EXERCISE GOAL
Copy every entry below word for word, leaving out the pictures.

[Items from a data source]
☆ ☆ ☆

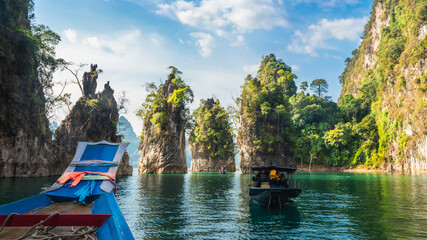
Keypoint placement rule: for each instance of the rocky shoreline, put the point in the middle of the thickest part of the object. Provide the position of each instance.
(360, 169)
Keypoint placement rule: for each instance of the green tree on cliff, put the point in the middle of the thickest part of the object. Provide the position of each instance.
(319, 86)
(173, 93)
(212, 130)
(264, 104)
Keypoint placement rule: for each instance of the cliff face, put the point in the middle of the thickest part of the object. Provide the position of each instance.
(266, 132)
(24, 133)
(124, 129)
(202, 162)
(163, 140)
(92, 119)
(211, 140)
(389, 69)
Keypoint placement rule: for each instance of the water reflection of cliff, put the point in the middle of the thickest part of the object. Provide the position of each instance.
(210, 205)
(160, 206)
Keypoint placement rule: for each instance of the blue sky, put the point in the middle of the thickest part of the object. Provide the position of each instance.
(215, 43)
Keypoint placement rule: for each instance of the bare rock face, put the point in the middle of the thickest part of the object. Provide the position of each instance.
(92, 119)
(24, 134)
(163, 148)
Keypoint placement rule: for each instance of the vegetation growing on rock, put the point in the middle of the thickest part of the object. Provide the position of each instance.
(386, 77)
(211, 137)
(266, 133)
(165, 114)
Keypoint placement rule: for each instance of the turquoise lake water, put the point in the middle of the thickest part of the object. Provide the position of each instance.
(214, 206)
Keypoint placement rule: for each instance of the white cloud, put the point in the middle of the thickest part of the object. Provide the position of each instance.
(128, 58)
(328, 3)
(117, 45)
(317, 35)
(240, 40)
(70, 34)
(295, 68)
(238, 15)
(204, 41)
(251, 69)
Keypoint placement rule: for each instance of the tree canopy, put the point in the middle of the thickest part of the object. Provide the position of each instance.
(212, 130)
(319, 86)
(173, 93)
(264, 103)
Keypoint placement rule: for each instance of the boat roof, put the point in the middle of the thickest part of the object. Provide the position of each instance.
(269, 168)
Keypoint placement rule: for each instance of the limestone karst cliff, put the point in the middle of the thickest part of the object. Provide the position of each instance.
(266, 132)
(125, 130)
(388, 73)
(165, 116)
(93, 118)
(25, 137)
(211, 139)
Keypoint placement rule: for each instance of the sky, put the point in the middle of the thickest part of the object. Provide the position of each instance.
(214, 43)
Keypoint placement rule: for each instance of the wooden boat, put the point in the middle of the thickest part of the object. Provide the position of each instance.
(80, 205)
(273, 186)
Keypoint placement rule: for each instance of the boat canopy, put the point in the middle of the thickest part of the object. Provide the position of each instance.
(269, 168)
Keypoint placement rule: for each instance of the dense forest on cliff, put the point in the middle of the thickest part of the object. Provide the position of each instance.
(165, 114)
(212, 130)
(384, 89)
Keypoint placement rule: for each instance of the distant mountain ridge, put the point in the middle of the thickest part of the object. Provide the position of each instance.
(125, 129)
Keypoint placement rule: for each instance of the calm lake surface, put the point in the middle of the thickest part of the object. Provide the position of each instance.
(214, 206)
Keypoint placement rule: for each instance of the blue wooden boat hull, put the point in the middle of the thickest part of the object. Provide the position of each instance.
(92, 159)
(114, 228)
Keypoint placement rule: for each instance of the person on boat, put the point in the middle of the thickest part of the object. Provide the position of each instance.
(263, 176)
(274, 177)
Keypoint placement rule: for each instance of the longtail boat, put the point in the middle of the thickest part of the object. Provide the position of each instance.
(273, 186)
(80, 205)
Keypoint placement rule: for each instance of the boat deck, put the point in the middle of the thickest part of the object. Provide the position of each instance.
(62, 208)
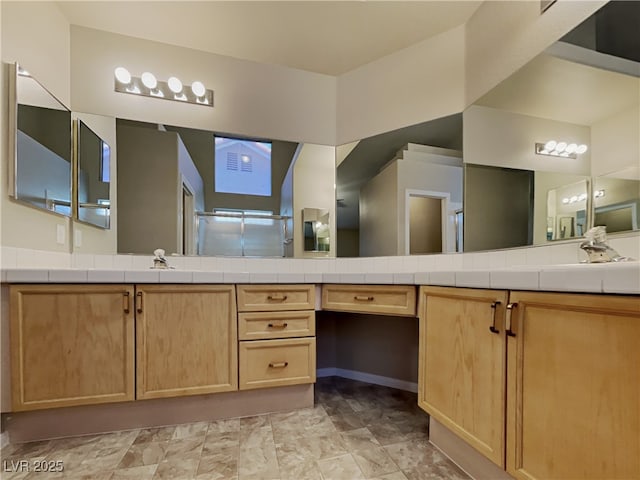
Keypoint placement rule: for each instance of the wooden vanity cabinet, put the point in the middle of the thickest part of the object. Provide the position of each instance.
(71, 345)
(573, 387)
(377, 299)
(546, 385)
(461, 371)
(186, 340)
(277, 335)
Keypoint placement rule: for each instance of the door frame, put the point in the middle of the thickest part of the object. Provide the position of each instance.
(446, 199)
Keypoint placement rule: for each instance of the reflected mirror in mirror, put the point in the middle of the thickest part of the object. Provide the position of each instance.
(316, 229)
(93, 177)
(192, 191)
(380, 178)
(570, 93)
(567, 211)
(42, 169)
(616, 203)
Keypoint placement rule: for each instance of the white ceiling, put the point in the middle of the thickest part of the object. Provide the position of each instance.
(330, 37)
(558, 89)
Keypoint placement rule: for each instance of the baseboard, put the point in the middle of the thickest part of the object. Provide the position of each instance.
(368, 377)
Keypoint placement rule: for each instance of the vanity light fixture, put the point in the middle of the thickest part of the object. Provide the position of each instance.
(560, 149)
(173, 89)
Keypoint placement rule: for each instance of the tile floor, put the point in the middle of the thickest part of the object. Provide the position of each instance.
(355, 431)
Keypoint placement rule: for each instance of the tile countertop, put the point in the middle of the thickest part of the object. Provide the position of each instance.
(623, 278)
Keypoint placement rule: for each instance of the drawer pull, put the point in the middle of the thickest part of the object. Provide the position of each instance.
(494, 307)
(278, 364)
(510, 308)
(277, 298)
(126, 300)
(277, 325)
(139, 300)
(363, 298)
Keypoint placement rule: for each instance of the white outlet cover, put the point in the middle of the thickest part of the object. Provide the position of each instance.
(60, 234)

☆ ☆ ☆

SOLUTION TO THE EXERCISE
Keypoint placement rule: for each instance of the rocky shoreline, put the point in the middle of the thickest part of the object. Provide the position of each instance.
(360, 169)
Keypoint placement rule: for each instance of the green tree on cliff, put the point in the middle of the thickest part of the object. Provide the position of each instance.
(319, 86)
(173, 93)
(212, 130)
(264, 104)
Keypoint placement rule: for each instance of the cliff face, put the point in the middle of the thickest part of the object. Provide the position of each instance.
(266, 132)
(24, 133)
(124, 129)
(202, 162)
(163, 140)
(92, 119)
(211, 140)
(389, 69)
Keypoint placement rule: for each instance of the water reflection of cliff, put the point in the middle of the thickest part of the object. Provide the position of each instance.
(210, 205)
(160, 206)
Keypoint placement rule: for each instance of the blue sky, put the point in the middle of the thickest part of the object. Provide the position of each instance.
(215, 43)
Keypoint placement rule: for each instance of the bare rock face, put the point in the middle of the thickest part of the object. Provide the position of each instance.
(92, 119)
(24, 134)
(163, 148)
Keypoint placement rule: for each instance of the vegetation growing on rock, put the point in the middle of the thickest part of the object. Provide the position of each instance.
(386, 77)
(211, 137)
(266, 133)
(165, 114)
Keypoint placement rule: for each instance of the turquoise lake water, put the point in the middle of the thickest part of the object. Provide the position of each instance.
(214, 206)
Keypoint placement rule: for each instance of the white cloud, put the point in the middle of the thickest part of the object. Provide the position of each instance.
(128, 58)
(328, 3)
(117, 45)
(317, 35)
(240, 40)
(70, 34)
(295, 68)
(238, 15)
(204, 41)
(251, 69)
Keypoint placement rule: for each instance of the tree canopy, put the point in the middle of the thickest part of the object. Provide the position of each instance.
(212, 130)
(319, 86)
(173, 93)
(264, 103)
Keypoint placement rule: for each instance of the boat roof, put the point in the middle of the thickest part of the object. Provide the position of each instance.
(269, 168)
Keypoint placement rule: for each instance of the limestone karst cliff, put the point in the middle of the thickest part of the object. Provide the position of each instance.
(266, 132)
(125, 130)
(388, 73)
(165, 116)
(93, 118)
(25, 137)
(211, 139)
Keypoint placement rule: for each instance of the sky, put the point in the middle of the thickest part of the object. Provide the position of each instance.
(214, 43)
Keypoint placement rule: for each instance of the wooden boat, put the point in the middle of the thickest part of the object. Provide the position of each instance.
(80, 205)
(273, 186)
Keypoint placement rule: for each instance of the boat canopy, put the point in the middle of the thickest part of the object. Provide the position of each instance.
(269, 168)
Keypoint placement rule: for each instance of the dense forest on cliff, put the point in the middle of the thickest part of the object. Provide the position of each instance.
(165, 114)
(212, 130)
(384, 89)
Keypoint placement rule: for each instance of the distant mountain ridge, put the point in the middle of the thickest part of the object. Provide the position of each instance.
(125, 129)
Keypoint placement rule: for each instance of the calm lake surface, put the point in the middle of the thickest part of the object. Provide the position of each instance.
(214, 206)
Keypoint placement rule: for each instance of the blue wooden boat hull, put the point in the middle of the thickest part of the object. Provide the position of each instance.
(92, 159)
(114, 228)
Keypoint placement rule: for each instance of the person on boat, put the point in the middle of the thickest part of the object. Provide the position of each instance.
(263, 176)
(274, 177)
Keypoint placement rule: for each instance of the longtail boat, put the point in the middle of the thickest part of the object. Provide the position of each instance.
(273, 186)
(80, 205)
Keypoint placement rule: for each instance of the boat deck, put the point in the middle of the thickest part of the object. Provide the position of each instance.
(62, 208)
Keypoint placement rule: for each instance of the wooden vanity cabinet, put the point in the middle of the thickest part of the object. Provide the position of each instance.
(71, 345)
(573, 387)
(377, 299)
(546, 385)
(461, 371)
(186, 340)
(277, 335)
Keypoint placement rule: for each instance of the door frame, put the point in the middle of the thickest part of the object. Provide the position of each instance.
(446, 199)
Keypoint placement rule: for each instance of the reflected mirror in mirror, put the point in the middle of the thickest part of the object. Provide the position of each instance.
(316, 229)
(93, 177)
(192, 191)
(380, 178)
(570, 93)
(567, 211)
(42, 169)
(616, 203)
Keypoint placement rule: for each instance of the white ceiling, put the point in the middle of the thickest part of the object. Provide the position of each instance.
(330, 37)
(558, 89)
Keypoint placement rule: for each instance of the baseboard, put the point in the middle of the thickest part of the object. Provide the position of each instance.
(368, 377)
Keypoint placement rule: for each instance of the vanity light fixture, put the point in the middle of the thickest part of the object. Provide the position of each instance.
(560, 149)
(173, 89)
Keypoint placement rule: for each instance of the tile floor, put the point in the middle of the thickest part of the object. Provide the position of each instance.
(355, 431)
Keypoint placement rule: for each instance of the tile countertop, put the point in the middle of the thickest part of the object. Provide the position of each instance.
(623, 278)
Keypoint placement rule: for each instance of the drawer pull, put the point in the middle of the thickest part of the object. Provide the position of each instance.
(494, 307)
(278, 364)
(510, 308)
(277, 298)
(126, 300)
(277, 325)
(139, 300)
(363, 298)
Keypoint placement rule: for each instance of the white outlet cover, put the point in the middle of the thickest part of the object. Provide the position of each instance.
(60, 234)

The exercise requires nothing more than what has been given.